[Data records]
>> Begin

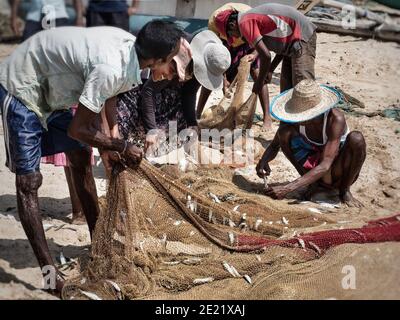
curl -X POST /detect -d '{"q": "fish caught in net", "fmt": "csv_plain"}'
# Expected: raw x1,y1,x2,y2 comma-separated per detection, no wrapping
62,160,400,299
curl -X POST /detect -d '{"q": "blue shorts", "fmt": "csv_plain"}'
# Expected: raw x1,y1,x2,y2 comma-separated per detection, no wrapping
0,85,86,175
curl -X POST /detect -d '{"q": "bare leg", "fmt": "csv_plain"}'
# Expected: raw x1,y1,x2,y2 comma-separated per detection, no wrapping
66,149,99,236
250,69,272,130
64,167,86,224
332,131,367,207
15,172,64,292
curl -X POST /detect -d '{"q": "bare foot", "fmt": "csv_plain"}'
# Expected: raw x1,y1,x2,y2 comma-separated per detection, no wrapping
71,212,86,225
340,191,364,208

>> End
>> Begin

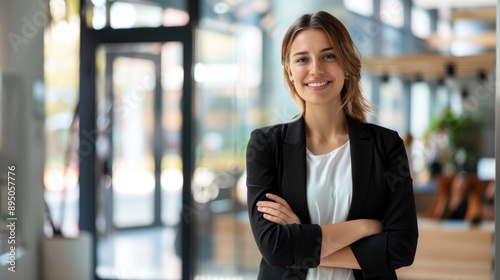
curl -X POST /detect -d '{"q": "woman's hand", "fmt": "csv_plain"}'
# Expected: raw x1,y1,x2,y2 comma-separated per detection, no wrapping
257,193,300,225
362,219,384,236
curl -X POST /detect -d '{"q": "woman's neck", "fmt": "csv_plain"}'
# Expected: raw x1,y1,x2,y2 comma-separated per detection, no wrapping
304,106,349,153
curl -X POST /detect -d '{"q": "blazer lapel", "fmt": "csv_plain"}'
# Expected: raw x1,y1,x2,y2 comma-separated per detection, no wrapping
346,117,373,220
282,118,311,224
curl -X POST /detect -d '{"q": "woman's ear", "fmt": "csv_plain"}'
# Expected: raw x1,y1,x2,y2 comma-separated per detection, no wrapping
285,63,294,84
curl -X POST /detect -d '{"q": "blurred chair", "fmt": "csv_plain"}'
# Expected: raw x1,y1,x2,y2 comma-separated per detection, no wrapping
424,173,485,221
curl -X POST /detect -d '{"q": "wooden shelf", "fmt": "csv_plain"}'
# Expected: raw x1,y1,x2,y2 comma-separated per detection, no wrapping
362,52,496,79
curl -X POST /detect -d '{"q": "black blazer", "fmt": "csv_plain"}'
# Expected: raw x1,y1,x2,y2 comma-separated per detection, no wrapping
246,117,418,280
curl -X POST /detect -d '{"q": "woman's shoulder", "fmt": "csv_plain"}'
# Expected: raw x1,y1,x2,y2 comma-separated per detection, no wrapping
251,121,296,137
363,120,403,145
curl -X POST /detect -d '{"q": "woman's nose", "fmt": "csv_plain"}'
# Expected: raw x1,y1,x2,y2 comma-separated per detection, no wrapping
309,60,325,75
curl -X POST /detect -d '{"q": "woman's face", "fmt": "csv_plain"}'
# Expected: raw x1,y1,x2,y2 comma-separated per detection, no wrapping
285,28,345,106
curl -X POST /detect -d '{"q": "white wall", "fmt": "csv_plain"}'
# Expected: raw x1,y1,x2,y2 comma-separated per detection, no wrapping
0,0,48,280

>> End

* **Exercise goal**:
Extract every line of the records above that contains the string "bare". Matching is case-sensitive.

* **Finished exercise**:
curl -X POST /detect -d '{"q": "bare leg", "fmt": "csv_plain"}'
curl -X POST /detect -d '{"q": "bare foot", "fmt": "csv_plain"}'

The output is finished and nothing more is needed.